*Extrait fourni*

· · ·

Pour vous parler d’Ophélie, l’héroïne shakespearienne, j’aurais pu choisir le tableau d’Eugène Delacroix au Musée Oskar Reinhart, à Winterthur en Suisse, ou celui d’Alexandre Cabanel (en collection particulière).
Mais je préfère vous présenter La Mort d’Ophélia de John Everett Millais (1829 - 1896), qui se trouve à la Tate Britain à Londres.
Que nous raconte La Mort d’Ophelia ?
Pour comprendre ce tableau, il faut se tourner vers Shakespeare et en particulier sa pièce Hamlet. En résumé, Hamlet, fils du roi de Danemark, est chargé par le spectre de son père de venger son assassinat (organisé par Claudius, oncle d’Hamlet et propre frère du roi défunt). Et Ophelia dans l’histoire ? Alors qu’elle est amoureuse de lui, Hamlet la rejette et après l’assassinat de son père, Polonius, par l’homme qu’elle aime (sur un malentendu), elle sombre dans la folie. Son destin s’achève de façon tragique par sa noyade dans une rivière. C'’est justement ce que choisit de représenter Millais dans son tableau.
Ce moment correspond à l’acte IV, scène 7, où la reine annonce à Laerte, frère d’Ophelia, que sa soeur s’est noyée. Lorsqu’il cherche sa soeur, la reine lui répond en ces termes : “Il y a en travers d’un ruisseau un saule qui mire ses feuilles grises dans la glace du courant. C’est là qu’elle est venue, portant de fantasques guirlandes de renoncules, d’orties, de marguerites et de ces longues fleurs pourpres que les bergers licencieux nomment d’un nom plus grossier, mais que nos froides vierges appellent doigts d’hommes morts. Là, tandis qu’elle grimpait pour suspendre sa sauvage couronne aux rameaux inclinés, une branche envieuse s’est cassée, et tous ses trophées champêtres sont, comme elle, tombés dans le ruisseau en pleurs. Ses vêtements se sont étalés et l’ont soutenue un moment, nouvelle sirène, pendant qu’elle chantait des bribes de vieilles chansons, comme insensible à sa propre détresse, ou comme une créature naturellement formée pour cet élément. Mais cela n’a pu durer longtemps: ses vêtements, alourdis par ce qu’ils avaient bu, ont entraîné la pauvre malheureuse de son chant mélodieux à une mort fangeuse”.
Pour parvenir à recréer l’environnement dont parle la scène de Shakespeare, Millais a commencé à travailler à son tableau dès l’été 1851. Il peint d’abord le paysage en extérieur, dans le Surrey, près de la rivière Hogsmill et il ne rajoute la figure d’Ophélie qu’au moment où il travaille en intérieur dans son atelier londonien. Cette façon de procéder en deux temps était différente de celle des autres artistes à l’époque, lesquels préféraient réaliser en extérieur leurs croquis et les retravailler en atelier, s’en servant comme références pour créer le tableau final. Là encore, contrairement aux standards de l’époque, Millais accorde une place aussi importante à la réalisation du paysage qu’à celle du modèle.

· · ·

Enregistrements du jeu de données:
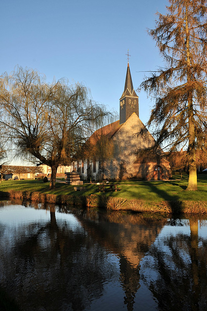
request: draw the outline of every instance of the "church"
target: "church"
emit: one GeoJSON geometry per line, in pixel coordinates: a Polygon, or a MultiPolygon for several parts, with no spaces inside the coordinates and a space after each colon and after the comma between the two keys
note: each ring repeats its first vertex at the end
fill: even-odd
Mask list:
{"type": "Polygon", "coordinates": [[[161,180],[171,176],[161,148],[156,154],[150,151],[156,142],[139,118],[138,97],[129,62],[120,100],[120,120],[96,131],[88,142],[96,152],[91,152],[89,158],[73,162],[69,168],[69,172],[78,172],[82,180],[161,180]]]}

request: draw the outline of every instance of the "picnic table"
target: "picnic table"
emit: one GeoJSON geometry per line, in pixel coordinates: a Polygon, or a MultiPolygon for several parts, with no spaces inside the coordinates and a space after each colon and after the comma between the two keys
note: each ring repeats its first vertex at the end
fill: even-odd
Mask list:
{"type": "Polygon", "coordinates": [[[121,188],[119,188],[119,185],[114,184],[102,184],[101,185],[97,185],[98,187],[98,191],[99,192],[104,192],[107,191],[117,191],[121,190],[121,188]]]}

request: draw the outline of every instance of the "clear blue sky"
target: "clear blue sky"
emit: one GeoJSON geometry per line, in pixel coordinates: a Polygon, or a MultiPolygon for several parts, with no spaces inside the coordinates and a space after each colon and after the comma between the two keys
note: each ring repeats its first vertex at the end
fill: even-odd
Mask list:
{"type": "MultiPolygon", "coordinates": [[[[135,89],[143,72],[161,58],[148,35],[167,0],[7,0],[0,1],[0,74],[17,65],[38,69],[51,82],[67,77],[83,82],[93,99],[119,111],[129,64],[135,89]]],[[[145,123],[152,105],[139,97],[145,123]]]]}

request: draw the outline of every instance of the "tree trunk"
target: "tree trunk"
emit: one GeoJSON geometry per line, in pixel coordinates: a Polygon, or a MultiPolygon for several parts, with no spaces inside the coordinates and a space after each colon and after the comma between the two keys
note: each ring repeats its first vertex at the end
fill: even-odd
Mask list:
{"type": "MultiPolygon", "coordinates": [[[[186,51],[187,63],[187,82],[191,81],[191,73],[190,72],[190,48],[189,30],[188,27],[188,4],[186,2],[186,51]]],[[[189,185],[186,190],[197,190],[197,172],[195,162],[195,133],[193,115],[193,107],[192,93],[190,91],[188,95],[188,109],[189,117],[189,147],[188,152],[189,158],[189,185]]]]}
{"type": "Polygon", "coordinates": [[[50,183],[50,189],[54,189],[55,188],[56,173],[57,173],[57,166],[51,166],[51,177],[50,183]]]}

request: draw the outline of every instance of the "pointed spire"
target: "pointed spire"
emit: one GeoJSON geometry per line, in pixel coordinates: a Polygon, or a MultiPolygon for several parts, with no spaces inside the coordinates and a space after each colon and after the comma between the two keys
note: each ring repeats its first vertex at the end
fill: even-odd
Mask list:
{"type": "MultiPolygon", "coordinates": [[[[129,57],[129,55],[127,54],[129,57]]],[[[134,112],[139,116],[138,97],[134,89],[129,68],[129,60],[126,70],[124,90],[120,98],[120,124],[122,124],[132,115],[134,112]]]]}
{"type": "Polygon", "coordinates": [[[132,94],[133,91],[133,84],[132,83],[132,77],[131,76],[130,69],[129,68],[129,62],[128,63],[127,69],[126,70],[126,80],[125,82],[125,86],[123,93],[125,93],[127,88],[130,92],[131,94],[132,94]]]}

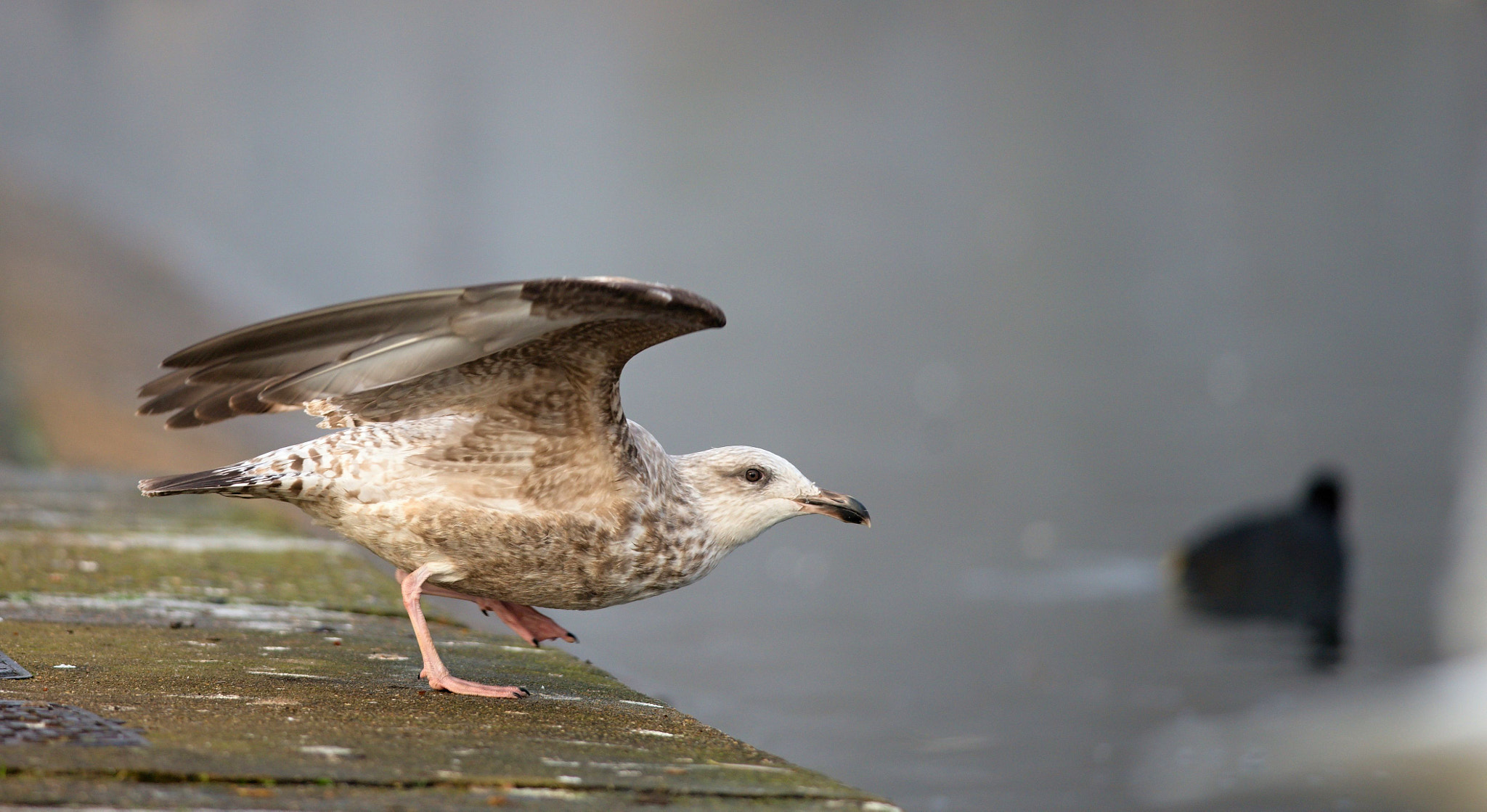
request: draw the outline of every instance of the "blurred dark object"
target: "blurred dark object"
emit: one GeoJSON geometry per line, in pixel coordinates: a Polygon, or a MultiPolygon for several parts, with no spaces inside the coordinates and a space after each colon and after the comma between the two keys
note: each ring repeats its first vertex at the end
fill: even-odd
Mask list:
{"type": "Polygon", "coordinates": [[[1179,558],[1188,607],[1300,625],[1310,632],[1312,666],[1335,666],[1347,579],[1343,501],[1341,474],[1320,470],[1295,506],[1246,513],[1197,535],[1179,558]]]}

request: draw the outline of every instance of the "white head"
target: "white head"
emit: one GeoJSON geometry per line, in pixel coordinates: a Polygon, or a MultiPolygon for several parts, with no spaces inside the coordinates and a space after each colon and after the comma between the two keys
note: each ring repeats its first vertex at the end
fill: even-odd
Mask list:
{"type": "Polygon", "coordinates": [[[702,497],[712,538],[724,549],[803,513],[870,523],[862,503],[816,488],[788,460],[760,448],[714,448],[675,460],[683,479],[702,497]]]}

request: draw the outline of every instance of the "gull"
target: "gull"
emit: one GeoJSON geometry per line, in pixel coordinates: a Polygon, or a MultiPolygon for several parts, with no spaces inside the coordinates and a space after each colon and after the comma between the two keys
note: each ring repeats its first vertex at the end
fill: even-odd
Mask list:
{"type": "Polygon", "coordinates": [[[140,482],[147,497],[287,501],[397,568],[430,687],[449,674],[421,595],[473,601],[532,645],[577,639],[534,607],[593,610],[708,574],[794,516],[868,525],[748,446],[671,455],[620,406],[641,349],[723,327],[696,293],[616,277],[403,293],[251,324],[181,349],[140,388],[170,428],[303,409],[330,434],[140,482]]]}

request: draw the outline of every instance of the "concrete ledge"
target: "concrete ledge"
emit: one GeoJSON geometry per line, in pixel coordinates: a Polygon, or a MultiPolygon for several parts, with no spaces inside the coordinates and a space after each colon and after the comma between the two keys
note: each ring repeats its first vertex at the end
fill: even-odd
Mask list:
{"type": "Polygon", "coordinates": [[[0,526],[0,650],[34,674],[0,700],[147,745],[0,745],[0,803],[894,809],[515,637],[433,625],[455,674],[531,697],[430,692],[391,579],[339,543],[97,519],[0,526]]]}

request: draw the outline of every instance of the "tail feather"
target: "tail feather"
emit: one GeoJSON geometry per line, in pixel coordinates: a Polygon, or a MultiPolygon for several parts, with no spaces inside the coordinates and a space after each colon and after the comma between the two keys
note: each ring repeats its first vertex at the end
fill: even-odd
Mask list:
{"type": "Polygon", "coordinates": [[[210,471],[158,476],[140,480],[140,492],[146,497],[168,497],[171,494],[219,494],[262,485],[263,474],[253,473],[248,465],[228,465],[210,471]]]}

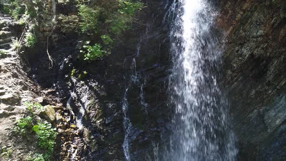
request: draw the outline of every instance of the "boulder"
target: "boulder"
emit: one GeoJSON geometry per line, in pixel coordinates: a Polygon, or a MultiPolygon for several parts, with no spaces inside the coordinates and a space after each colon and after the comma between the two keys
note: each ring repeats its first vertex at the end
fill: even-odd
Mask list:
{"type": "Polygon", "coordinates": [[[59,133],[63,133],[64,132],[64,130],[63,129],[58,129],[58,132],[59,132],[59,133]]]}
{"type": "Polygon", "coordinates": [[[57,113],[56,115],[56,120],[57,121],[57,123],[59,124],[60,122],[63,121],[63,116],[61,115],[61,114],[57,113]]]}
{"type": "Polygon", "coordinates": [[[43,102],[44,102],[44,98],[43,98],[42,97],[39,97],[37,98],[36,98],[36,99],[37,100],[38,102],[40,103],[43,103],[43,102]]]}
{"type": "Polygon", "coordinates": [[[12,94],[8,94],[3,95],[0,97],[0,100],[1,101],[5,101],[11,103],[16,103],[20,100],[20,98],[14,96],[12,94]]]}
{"type": "Polygon", "coordinates": [[[51,105],[47,105],[44,107],[44,111],[40,113],[39,116],[46,119],[49,122],[52,123],[56,119],[56,112],[51,105]]]}
{"type": "Polygon", "coordinates": [[[15,109],[15,107],[10,105],[6,105],[4,104],[0,104],[0,109],[12,111],[15,109]]]}

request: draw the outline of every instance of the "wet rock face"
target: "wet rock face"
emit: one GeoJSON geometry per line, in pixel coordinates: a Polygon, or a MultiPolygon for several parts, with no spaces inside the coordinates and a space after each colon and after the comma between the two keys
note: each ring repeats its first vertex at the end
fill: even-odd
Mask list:
{"type": "Polygon", "coordinates": [[[285,6],[283,0],[221,1],[218,22],[226,40],[222,80],[241,160],[286,158],[285,6]]]}
{"type": "Polygon", "coordinates": [[[50,46],[56,62],[53,69],[48,69],[45,51],[36,56],[37,61],[31,60],[31,76],[35,75],[41,86],[55,89],[53,95],[64,104],[74,88],[71,107],[75,115],[81,107],[84,108],[84,128],[79,135],[86,148],[78,152],[83,161],[124,160],[122,100],[137,54],[133,69],[140,79],[131,85],[127,94],[132,124],[129,138],[132,160],[152,160],[155,145],[168,130],[166,91],[170,61],[168,29],[162,22],[165,5],[161,0],[148,1],[147,5],[139,15],[141,23],[125,33],[103,61],[89,64],[79,60],[78,36],[57,32],[58,40],[50,46]],[[73,68],[78,74],[86,71],[86,77],[75,82],[78,75],[71,79],[73,68]]]}

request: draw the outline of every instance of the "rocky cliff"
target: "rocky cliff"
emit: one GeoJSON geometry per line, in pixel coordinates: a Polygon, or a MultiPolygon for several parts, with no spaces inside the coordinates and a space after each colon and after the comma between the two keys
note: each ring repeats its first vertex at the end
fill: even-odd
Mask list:
{"type": "Polygon", "coordinates": [[[221,0],[225,85],[239,160],[286,158],[286,3],[221,0]]]}
{"type": "MultiPolygon", "coordinates": [[[[131,160],[165,159],[174,113],[168,101],[172,64],[167,18],[172,1],[144,2],[146,7],[139,12],[138,23],[124,33],[112,54],[103,60],[87,63],[78,59],[83,38],[73,29],[74,26],[65,27],[64,16],[59,17],[49,44],[55,60],[53,68],[49,68],[45,40],[33,49],[34,54],[24,54],[25,61],[12,50],[8,51],[13,54],[0,61],[3,85],[0,86],[0,134],[3,136],[0,145],[11,144],[9,129],[3,125],[13,126],[22,114],[19,109],[24,108],[21,106],[24,102],[45,95],[41,89],[51,88],[54,92],[49,97],[70,108],[83,127],[72,145],[77,150],[70,151],[65,142],[57,142],[64,147],[61,151],[64,156],[71,153],[81,161],[124,160],[123,105],[127,100],[132,124],[127,137],[131,160]]],[[[284,160],[286,4],[279,0],[215,2],[218,30],[224,33],[221,40],[224,43],[222,72],[225,73],[220,82],[230,104],[239,151],[238,159],[284,160]]],[[[58,14],[76,15],[74,4],[71,5],[58,6],[58,14]]],[[[2,18],[1,21],[9,19],[2,18]]],[[[68,24],[69,21],[78,22],[76,18],[67,21],[68,24]]],[[[16,30],[9,25],[4,29],[16,30]]],[[[17,30],[0,33],[7,37],[19,37],[22,31],[17,30]]],[[[46,32],[44,35],[49,31],[39,31],[46,32]]],[[[8,46],[9,49],[10,39],[2,37],[1,48],[8,46]]],[[[28,152],[22,149],[19,151],[28,152]]],[[[57,159],[64,158],[55,156],[57,159]]]]}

· · ·

*Exercices à traiter*
- 1) D'après l'extrait sur le tableau de Millais, près de quelle rivière le peintre a-t-il réalisé le paysage ?
- 2) Traduisez en anglais cette phrase de l'extrait sur le tableau de Millais : « Mais je préfère vous présenter La Mort d’Ophélia de John Everett Millais (1829 - 1896), qui se trouve à la Tate Britain à Londres. »
- 3) Poursuivez l'extrait sur le tableau de Millais à partir de sa dernière phrase.
Ces données n'ont aucun lien avec l'extrait sur le tableau de Millais.

*Réponses par exercice*
- 1) Près de la rivière Hogsmill, dans le Surrey.

- 2) But I prefer to present to you The Death of Ophelia by John Everett Millais (1829–1896), which hangs at Tate Britain in London.

- 3)
Il remplit son œuvre de symbolique, notamment dans le choix bien précis des arbres et des fleurs. Le saule pleureur, penché au-dessus de la rivière, évoquerait l’amour perdu, celui qu’Hamlet lui a refusé, tandis que le coquelicot représente la mort et que les marguerites font référence à l’innocence du personnage. Les roses renvoient au surnom que donne Laerte à sa soeur, “rose de Mai”. Le symbolisme de la scène n’empêche pas pour autant Millais de respecter scrupuleusement les caractéristiques botaniques du décor.
Qui sont les Préraphaélites ?
John Everett Millais est un Préraphaélite. Les membres de la Preraphaelite Brotherhood sont un groupe d’artistes anglais du XIXe, peintres ou dessinateurs. La confrérie naît officiellement en 1848 à Londres. Refusant les codes imposés par la Royal Academy de Londres, ces jeunes artistes préfèrent puiser leurs sources d’inspiration dans la poésie et la littérature médiévale, romantique et shakespearienne, et revêtir leurs modèles de costumes “historiques”. Le goût pour les costumes “historiques” se retrouve dans ce tableau où le modèle porte une robe de seconde main, “une splendide robe ancienne (…) aux fleurs brodées d’argent”, achetée pour seulement “quatre livres”, comme Millais l’écrit dans une lettre à son ami et mécène Thomas Combe en 1852.
Les Préraphaélites veulent retourner à un art d’avant Raphaël jusqu’aux primitifs italiens : selon eux, l’œuvre des suiveurs de Raphaël serait trop “pompeuse, artificielle dans les couleurs et le dessin”, comme l’explique Aurélie Petiot dans l’émission L’art est la matière, où elle présente son ouvrage Le Préraphaélisme.
William Holman Hunt, John Everett Millais et Dante Gabriel Rossetti sont les représentants les plus connus de la confrérie en matière de peinture, tandis que les arts décoratifs sont sublimés par William Morris. Les jeunes artistes sont particulièrement soutenus par John Ruskin, lui même écrivain et critique d’art.
Qui est le modèle ?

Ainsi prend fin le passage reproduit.